» Directions
Please turn every line of the items below into a JSON list of strings, one string per line, with blank lines dropped and the pictures left out.

──────── Given data

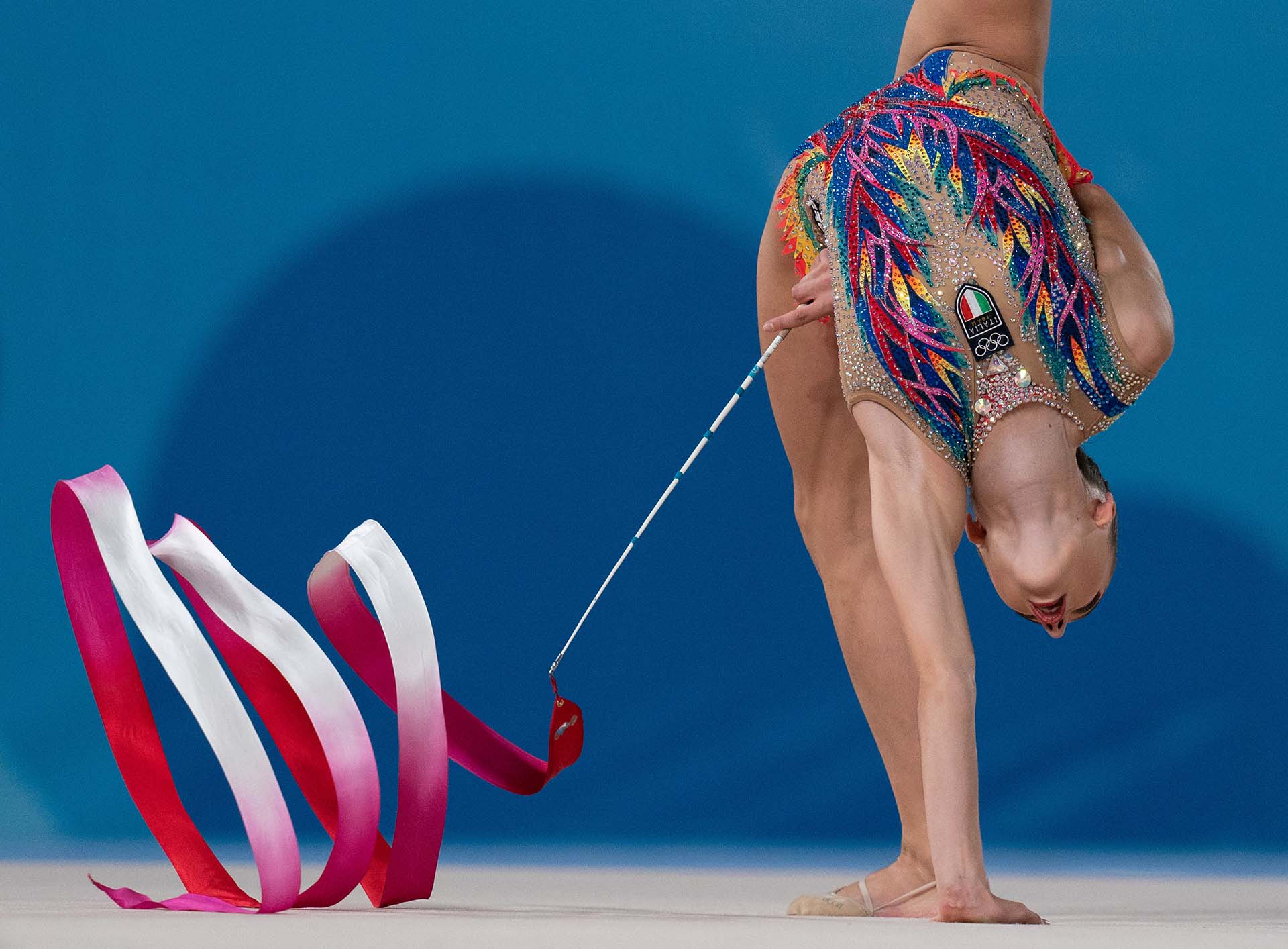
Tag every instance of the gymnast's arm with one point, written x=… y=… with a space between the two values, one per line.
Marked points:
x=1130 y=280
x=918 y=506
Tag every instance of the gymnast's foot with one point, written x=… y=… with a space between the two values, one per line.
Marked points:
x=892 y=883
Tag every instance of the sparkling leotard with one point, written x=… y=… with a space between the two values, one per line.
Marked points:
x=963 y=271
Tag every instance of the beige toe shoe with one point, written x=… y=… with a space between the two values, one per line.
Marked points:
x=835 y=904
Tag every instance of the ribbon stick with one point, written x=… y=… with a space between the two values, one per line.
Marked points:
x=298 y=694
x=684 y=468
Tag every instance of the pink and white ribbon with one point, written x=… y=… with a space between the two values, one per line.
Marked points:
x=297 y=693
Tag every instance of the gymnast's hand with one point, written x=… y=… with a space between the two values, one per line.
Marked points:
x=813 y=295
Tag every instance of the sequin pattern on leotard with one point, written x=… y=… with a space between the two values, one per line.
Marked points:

────────────────

» Task response
[
  "Tag every instance of the gymnast's arm with one point, written x=… y=… with a space between the two values, one per line.",
  "Marked points:",
  "x=1130 y=280",
  "x=918 y=506",
  "Tag every instance of the gymnast's foot with one point, written x=… y=… with a space between the two values, one per line.",
  "Marked points:",
  "x=892 y=883",
  "Tag every instance of the sparkling leotard with one point, written x=… y=… with a space between the two values, one per line.",
  "Marked points:",
  "x=963 y=271",
  "Tag every instance of the beige toe shoe with one point, written x=… y=… with a space between the two values, one per line.",
  "Marked points:",
  "x=835 y=904",
  "Tag every instance of the ribbon stick with one point, written x=… y=… with a space between the two values, one per line.",
  "Marked points:",
  "x=298 y=694",
  "x=684 y=468",
  "Tag every instance of the pink and white ribbon with one point, written x=… y=… with a space between the two values, one per line.",
  "Marked points:",
  "x=297 y=693",
  "Tag every instance of the gymnast's hand with one point, written x=… y=… with a space between the two values, one per line.",
  "Marked points:",
  "x=813 y=295",
  "Tag every instance of the sequin pattern on leotard with one point, written x=… y=… with a space between the two values, one per line.",
  "Marked points:"
]